### Passage shown
┌────────

In the early 1990s, the Caspian oil exploration was like a high-ante, high-stakes game of poker with several rounds of draw and a large (but unknown) number of wild cards. A lot of the players frankly acted like cowboys shooting from the hip, and there was a lot of bluffing as well. It was, moreover, a "table stakes" game: if you couldn't meet the level of the bet when it came your turn to call, you had to clear out or find some kind of collateral, usually by signing an IOU to another player who would back you and split any winnings. This is why consortia were established: to pool resources and intelligence.

Just to complicate things a bit more, in this poker game there were at least two mutually incommensurable currencies being used: regular money and political power. The poker game was further complicated by the fact that it was being played within another game that had other rules. For the players were also seated at a large geopolitical chessboard. The chessboard was moreover multidimensional and had actually a large and indeterminate number of players. Some of them were pieces in the games of other players. Some of these played nested games with other smaller players, with still different pieces and different rules. Ethnic conflict on a potential right-of-way, and its effects on strategic pipeline planning, is an example of this.

└────────

### Tasks
1. Answer these questions from the passage on Caspian oil exploration.
(a) Why were consortia established?
(b) What two currencies were used in the poker game?
(c) What example does the passage give of nested games?
2. Write the next paragraph of the passage on Caspian oil exploration.

### Data records
┌────────

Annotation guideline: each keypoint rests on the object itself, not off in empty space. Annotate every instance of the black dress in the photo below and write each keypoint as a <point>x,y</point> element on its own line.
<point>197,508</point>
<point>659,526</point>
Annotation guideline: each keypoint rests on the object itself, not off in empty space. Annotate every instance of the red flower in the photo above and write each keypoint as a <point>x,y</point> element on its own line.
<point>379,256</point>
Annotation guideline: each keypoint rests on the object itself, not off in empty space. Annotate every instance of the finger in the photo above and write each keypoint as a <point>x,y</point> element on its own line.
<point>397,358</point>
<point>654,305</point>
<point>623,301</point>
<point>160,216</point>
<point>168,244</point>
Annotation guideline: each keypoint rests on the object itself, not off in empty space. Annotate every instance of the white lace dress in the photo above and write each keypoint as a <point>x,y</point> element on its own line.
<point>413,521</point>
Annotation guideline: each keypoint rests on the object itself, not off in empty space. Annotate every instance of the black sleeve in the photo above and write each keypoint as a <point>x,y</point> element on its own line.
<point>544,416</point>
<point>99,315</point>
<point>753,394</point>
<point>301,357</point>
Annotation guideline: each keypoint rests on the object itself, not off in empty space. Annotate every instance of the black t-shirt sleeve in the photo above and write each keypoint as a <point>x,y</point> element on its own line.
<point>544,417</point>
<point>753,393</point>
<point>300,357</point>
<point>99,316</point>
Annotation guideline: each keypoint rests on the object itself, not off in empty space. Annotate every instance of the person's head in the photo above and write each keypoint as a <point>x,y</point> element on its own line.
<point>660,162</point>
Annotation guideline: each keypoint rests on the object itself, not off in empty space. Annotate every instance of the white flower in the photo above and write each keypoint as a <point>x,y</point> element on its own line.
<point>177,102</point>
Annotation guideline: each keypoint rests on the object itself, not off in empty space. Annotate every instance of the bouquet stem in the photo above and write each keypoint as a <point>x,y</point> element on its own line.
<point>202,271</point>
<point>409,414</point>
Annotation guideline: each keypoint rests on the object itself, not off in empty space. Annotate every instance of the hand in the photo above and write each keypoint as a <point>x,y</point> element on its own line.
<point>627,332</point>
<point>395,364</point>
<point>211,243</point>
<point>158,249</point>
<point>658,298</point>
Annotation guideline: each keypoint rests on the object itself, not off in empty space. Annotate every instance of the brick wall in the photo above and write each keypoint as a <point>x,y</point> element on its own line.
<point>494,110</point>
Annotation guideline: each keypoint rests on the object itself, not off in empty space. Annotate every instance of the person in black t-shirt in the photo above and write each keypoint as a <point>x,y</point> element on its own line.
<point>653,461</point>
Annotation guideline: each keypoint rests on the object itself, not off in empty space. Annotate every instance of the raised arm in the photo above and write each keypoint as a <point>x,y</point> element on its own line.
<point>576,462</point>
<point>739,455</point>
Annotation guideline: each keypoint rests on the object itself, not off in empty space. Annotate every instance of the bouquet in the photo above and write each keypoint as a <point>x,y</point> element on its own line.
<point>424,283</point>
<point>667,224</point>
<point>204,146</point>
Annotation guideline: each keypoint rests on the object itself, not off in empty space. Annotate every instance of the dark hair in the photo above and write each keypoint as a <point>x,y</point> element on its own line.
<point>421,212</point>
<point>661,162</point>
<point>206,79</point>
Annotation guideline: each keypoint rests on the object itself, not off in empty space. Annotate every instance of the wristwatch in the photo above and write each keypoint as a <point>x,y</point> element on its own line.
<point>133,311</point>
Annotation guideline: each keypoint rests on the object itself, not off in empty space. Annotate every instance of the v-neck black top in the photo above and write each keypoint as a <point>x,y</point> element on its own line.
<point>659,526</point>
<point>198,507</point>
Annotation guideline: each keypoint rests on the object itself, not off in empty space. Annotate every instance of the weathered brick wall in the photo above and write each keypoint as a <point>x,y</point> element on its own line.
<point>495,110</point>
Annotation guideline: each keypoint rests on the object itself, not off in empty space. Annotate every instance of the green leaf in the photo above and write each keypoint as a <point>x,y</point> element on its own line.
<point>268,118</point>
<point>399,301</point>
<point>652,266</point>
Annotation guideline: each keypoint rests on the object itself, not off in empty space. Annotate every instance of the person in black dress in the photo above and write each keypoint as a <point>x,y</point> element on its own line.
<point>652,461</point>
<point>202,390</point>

└────────

### Written responses
1.
(a) Consortia were established to pool resources and intelligence.
(b) The two currencies were regular money and political power.
(c) The example is ethnic conflict on a potential right-of-way and its effects on strategic pipeline planning.

2.
Yet even the nesting was not neat and simple. For example, coalitions were permitted between players at different levels of nesting. In fact, inter-ethnic combat meant that there were ongoing negotiations among the main players with their proxies over the actual rules of the game. There was not even an established order for taking turns. The relations among the games themselves could change, because there were no established rules for how the players at different levels could form coalitions. Such coalitions would do no less than reshape the chessboards.

Nowadays, with a relative consolidation of the chessboards into patterns at least temporarily fixed, the Caspian oil game represents nothing so much as a stock market. The bluffing and high stakes and endemic risk-taking survive from the days of the poker game, but strategy as opposed to tactics has become the conditioning environment, as in the chess game. These are the characteristics of a contemporary securities market.

There are "market makers" in the various major and minor pipeline projects into which the previous fluidity, if not chaos, has jelled. Rumor and partial information still play an important role in influencing short-term events that can intervene to change long-term trends. Sometimes the credibility of the rumors and information depend upon ignorance of a broader perspective. Thus the pessimism about reserve in Azerbaijan's sector of the Caspian Sea has been overplayed in recent months. This sentiment is due for a rebound. About the only difference from a real stock market is that there are no penny stocks.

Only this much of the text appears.